## DIRECTIONS FOR THIS TASK
Leaving out every picture, quote the data below exactly as it appears.

## PROVIDED INFORMATION
──────────
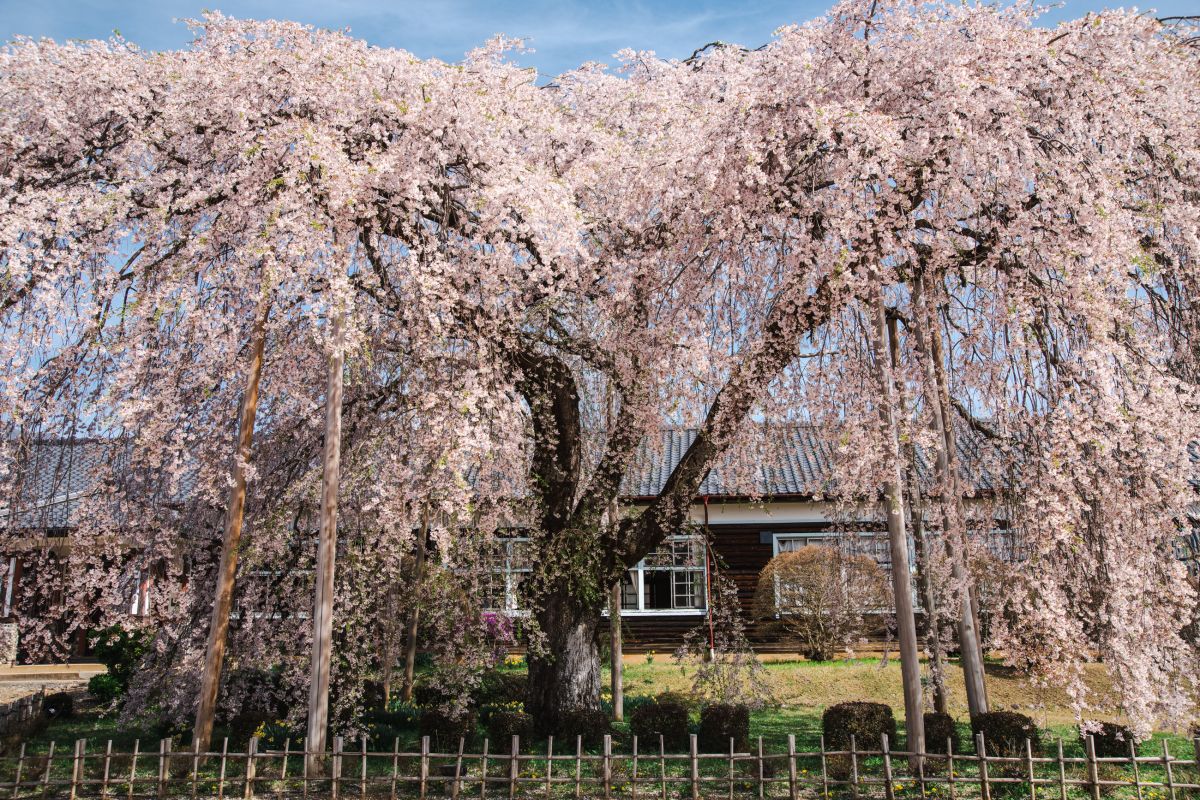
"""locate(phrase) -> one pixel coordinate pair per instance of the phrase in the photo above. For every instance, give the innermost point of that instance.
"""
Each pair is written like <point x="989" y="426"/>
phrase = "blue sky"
<point x="563" y="34"/>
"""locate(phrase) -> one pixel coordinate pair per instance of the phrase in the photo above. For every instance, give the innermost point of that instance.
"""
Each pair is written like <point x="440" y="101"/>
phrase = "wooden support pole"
<point x="227" y="571"/>
<point x="327" y="547"/>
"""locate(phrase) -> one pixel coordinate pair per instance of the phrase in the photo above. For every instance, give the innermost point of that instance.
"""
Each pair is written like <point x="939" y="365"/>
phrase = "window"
<point x="510" y="564"/>
<point x="669" y="581"/>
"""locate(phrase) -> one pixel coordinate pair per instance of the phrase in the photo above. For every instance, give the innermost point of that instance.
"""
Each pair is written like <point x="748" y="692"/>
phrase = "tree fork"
<point x="327" y="551"/>
<point x="898" y="537"/>
<point x="222" y="602"/>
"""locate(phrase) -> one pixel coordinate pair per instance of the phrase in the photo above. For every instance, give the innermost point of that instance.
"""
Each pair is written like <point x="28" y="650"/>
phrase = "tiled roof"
<point x="53" y="477"/>
<point x="792" y="459"/>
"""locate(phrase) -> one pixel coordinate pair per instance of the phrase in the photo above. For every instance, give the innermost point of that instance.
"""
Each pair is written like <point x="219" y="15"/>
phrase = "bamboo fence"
<point x="355" y="771"/>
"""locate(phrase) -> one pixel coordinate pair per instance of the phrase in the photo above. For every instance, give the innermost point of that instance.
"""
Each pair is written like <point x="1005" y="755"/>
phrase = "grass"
<point x="803" y="691"/>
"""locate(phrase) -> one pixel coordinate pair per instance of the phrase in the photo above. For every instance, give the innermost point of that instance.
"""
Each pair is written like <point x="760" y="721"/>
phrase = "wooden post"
<point x="982" y="752"/>
<point x="1167" y="767"/>
<point x="336" y="782"/>
<point x="1029" y="764"/>
<point x="760" y="768"/>
<point x="888" y="789"/>
<point x="133" y="764"/>
<point x="163" y="771"/>
<point x="579" y="756"/>
<point x="327" y="543"/>
<point x="251" y="768"/>
<point x="633" y="782"/>
<point x="606" y="767"/>
<point x="425" y="764"/>
<point x="222" y="600"/>
<point x="414" y="615"/>
<point x="1093" y="773"/>
<point x="617" y="654"/>
<point x="483" y="771"/>
<point x="898" y="539"/>
<point x="108" y="763"/>
<point x="791" y="764"/>
<point x="77" y="767"/>
<point x="1062" y="773"/>
<point x="21" y="765"/>
<point x="663" y="767"/>
<point x="853" y="764"/>
<point x="457" y="767"/>
<point x="1137" y="773"/>
<point x="515" y="765"/>
<point x="695" y="767"/>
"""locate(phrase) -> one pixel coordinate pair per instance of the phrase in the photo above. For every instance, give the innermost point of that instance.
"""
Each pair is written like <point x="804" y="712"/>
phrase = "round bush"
<point x="941" y="728"/>
<point x="504" y="723"/>
<point x="719" y="722"/>
<point x="591" y="725"/>
<point x="1111" y="740"/>
<point x="105" y="687"/>
<point x="58" y="705"/>
<point x="865" y="721"/>
<point x="1005" y="733"/>
<point x="660" y="717"/>
<point x="444" y="729"/>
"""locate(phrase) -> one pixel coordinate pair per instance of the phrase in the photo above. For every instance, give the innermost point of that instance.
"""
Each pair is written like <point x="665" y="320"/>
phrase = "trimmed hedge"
<point x="865" y="721"/>
<point x="445" y="731"/>
<point x="1111" y="740"/>
<point x="1005" y="733"/>
<point x="941" y="728"/>
<point x="591" y="725"/>
<point x="719" y="722"/>
<point x="660" y="717"/>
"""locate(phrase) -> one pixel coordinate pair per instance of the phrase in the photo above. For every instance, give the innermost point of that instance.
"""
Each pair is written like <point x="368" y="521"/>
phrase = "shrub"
<point x="664" y="717"/>
<point x="499" y="687"/>
<point x="941" y="728"/>
<point x="444" y="729"/>
<point x="591" y="725"/>
<point x="105" y="689"/>
<point x="1005" y="733"/>
<point x="719" y="722"/>
<point x="864" y="721"/>
<point x="1111" y="740"/>
<point x="119" y="650"/>
<point x="504" y="723"/>
<point x="819" y="597"/>
<point x="58" y="705"/>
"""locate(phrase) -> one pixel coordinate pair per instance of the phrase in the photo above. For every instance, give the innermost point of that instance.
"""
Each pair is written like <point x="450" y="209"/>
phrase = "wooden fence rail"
<point x="352" y="770"/>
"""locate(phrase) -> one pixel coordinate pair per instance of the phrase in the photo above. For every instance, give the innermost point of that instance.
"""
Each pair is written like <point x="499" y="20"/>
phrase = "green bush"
<point x="719" y="722"/>
<point x="1005" y="733"/>
<point x="667" y="719"/>
<point x="591" y="725"/>
<point x="502" y="687"/>
<point x="105" y="689"/>
<point x="445" y="731"/>
<point x="941" y="728"/>
<point x="1111" y="740"/>
<point x="58" y="705"/>
<point x="865" y="721"/>
<point x="503" y="723"/>
<point x="119" y="650"/>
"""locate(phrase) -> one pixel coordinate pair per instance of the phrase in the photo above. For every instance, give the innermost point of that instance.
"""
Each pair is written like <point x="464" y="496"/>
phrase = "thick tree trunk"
<point x="567" y="674"/>
<point x="222" y="602"/>
<point x="618" y="665"/>
<point x="414" y="618"/>
<point x="953" y="525"/>
<point x="327" y="553"/>
<point x="898" y="536"/>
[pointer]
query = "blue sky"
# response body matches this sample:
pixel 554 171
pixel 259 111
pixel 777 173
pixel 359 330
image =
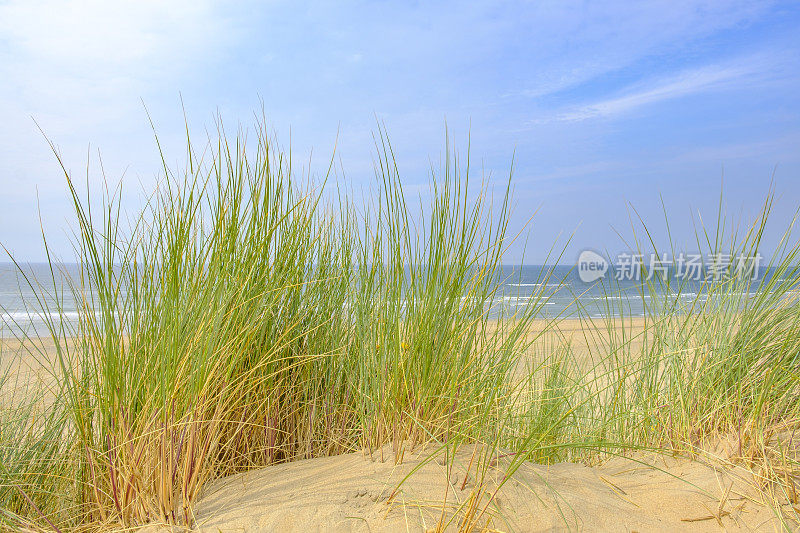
──────────
## WRITTEN SOLUTION
"""locate(phrase) -> one pixel coordinate pair per instance of the phrase in the photo above. For every instance, give the innermost point of that instance.
"""
Each pair is written like <point x="989" y="426"/>
phrase = "blue sky"
<point x="563" y="34"/>
"""locate(phrase) -> one pixel coordinate pair per instance of the phrase in the photo above. For every instance, give the innermost point of that instance.
"""
Each pair is written like <point x="440" y="101"/>
phrase = "wooden support pole"
<point x="227" y="571"/>
<point x="327" y="547"/>
"""locate(phrase) -> one pixel coordinate pair per instance of the phrase in the photo above. For every instance, give the innermost point of that instance.
"""
Each pair is written like <point x="939" y="365"/>
phrase = "window"
<point x="510" y="564"/>
<point x="669" y="581"/>
"""locate(phrase) -> one pixel coordinate pair per instance of the phrase in the photo above. For every instance, give the innermost point of that instance.
"""
Each pair is written like <point x="748" y="692"/>
phrase = "tree fork"
<point x="327" y="551"/>
<point x="898" y="537"/>
<point x="222" y="602"/>
"""locate(phrase) -> one pixel coordinate pair per instance of the phrase in the photo above. For every instance, give the innermost point of that instance.
"""
Each pair is written like <point x="28" y="650"/>
phrase = "tiled roof"
<point x="53" y="477"/>
<point x="792" y="459"/>
"""locate(phrase) -> one pixel coordinate pair per instance of the phrase in the photo above. For every instance, give the innermost point of that instance.
"""
Each pair is written like <point x="219" y="15"/>
phrase = "bamboo fence"
<point x="355" y="771"/>
"""locate(phrase) -> one pixel coordinate pair per instance of the phrase in the photo above. For every instance, give the innermost point of that instance.
"""
Each pair is written like <point x="1005" y="755"/>
phrase = "grass"
<point x="803" y="691"/>
"""locate(phrase) -> one pixel coordinate pair per instance of the phrase in the photo above. For every instance, give the innermost point of that instance.
"""
Each pair is written like <point x="760" y="721"/>
phrase = "wooden post"
<point x="982" y="752"/>
<point x="1167" y="767"/>
<point x="336" y="782"/>
<point x="1029" y="764"/>
<point x="760" y="768"/>
<point x="888" y="789"/>
<point x="133" y="764"/>
<point x="163" y="771"/>
<point x="579" y="756"/>
<point x="327" y="543"/>
<point x="251" y="768"/>
<point x="633" y="782"/>
<point x="606" y="767"/>
<point x="425" y="764"/>
<point x="222" y="600"/>
<point x="414" y="615"/>
<point x="1093" y="773"/>
<point x="617" y="654"/>
<point x="483" y="771"/>
<point x="898" y="539"/>
<point x="108" y="763"/>
<point x="791" y="764"/>
<point x="77" y="767"/>
<point x="1062" y="773"/>
<point x="21" y="765"/>
<point x="663" y="767"/>
<point x="853" y="764"/>
<point x="457" y="767"/>
<point x="1137" y="773"/>
<point x="515" y="765"/>
<point x="695" y="767"/>
"""locate(phrase) -> one pixel coordinate pair per instance of the phrase in the photo above. For every instance, give the innermost point of that instance.
"""
Each pair is written like <point x="804" y="712"/>
phrase = "round bush"
<point x="941" y="728"/>
<point x="504" y="723"/>
<point x="719" y="722"/>
<point x="591" y="725"/>
<point x="1111" y="740"/>
<point x="105" y="687"/>
<point x="58" y="705"/>
<point x="865" y="721"/>
<point x="1005" y="733"/>
<point x="660" y="717"/>
<point x="444" y="729"/>
"""locate(phrase) -> one pixel coordinate pair per instance of the phrase in the photo above. For every instance, give the innermost point of that instance.
"""
Each pair is written like <point x="665" y="320"/>
phrase = "trimmed hedge"
<point x="865" y="721"/>
<point x="445" y="731"/>
<point x="1111" y="740"/>
<point x="1005" y="733"/>
<point x="941" y="728"/>
<point x="591" y="725"/>
<point x="719" y="722"/>
<point x="660" y="717"/>
"""locate(phrase) -> one pixel coordinate pair per instance of the phrase in the photo above. For every instance, give the innermost point of that instance.
"""
Each pair is written like <point x="368" y="521"/>
phrase = "shrub"
<point x="664" y="717"/>
<point x="499" y="687"/>
<point x="941" y="728"/>
<point x="444" y="729"/>
<point x="591" y="725"/>
<point x="105" y="689"/>
<point x="1005" y="733"/>
<point x="719" y="722"/>
<point x="864" y="721"/>
<point x="1111" y="740"/>
<point x="119" y="650"/>
<point x="504" y="723"/>
<point x="819" y="597"/>
<point x="58" y="705"/>
"""locate(phrase) -> one pixel coordinate pair per instance of the phrase in the photo above. For every instance, give the innermost point of that instance.
"""
Each pair is written like <point x="450" y="209"/>
phrase = "wooden fence rail"
<point x="352" y="770"/>
"""locate(phrase) -> one pixel coordinate pair per instance of the phrase in the photo above. For every instance, give the innermost point of that instance.
"""
Each pair is written like <point x="499" y="20"/>
phrase = "green bush"
<point x="719" y="722"/>
<point x="1005" y="733"/>
<point x="667" y="719"/>
<point x="591" y="725"/>
<point x="502" y="687"/>
<point x="105" y="689"/>
<point x="445" y="731"/>
<point x="941" y="728"/>
<point x="1111" y="740"/>
<point x="58" y="705"/>
<point x="865" y="721"/>
<point x="503" y="723"/>
<point x="119" y="650"/>
"""locate(phrase) -> one pixel coordinate pair per instance of the phrase in the photo above. For every instance, give the innermost point of that instance.
"""
Each pair is written like <point x="464" y="496"/>
phrase = "thick tree trunk"
<point x="567" y="674"/>
<point x="222" y="602"/>
<point x="618" y="665"/>
<point x="414" y="618"/>
<point x="953" y="525"/>
<point x="327" y="553"/>
<point x="898" y="536"/>
[pointer]
query = "blue sky"
# response body matches this sample:
pixel 554 171
pixel 259 111
pixel 777 173
pixel 359 330
image =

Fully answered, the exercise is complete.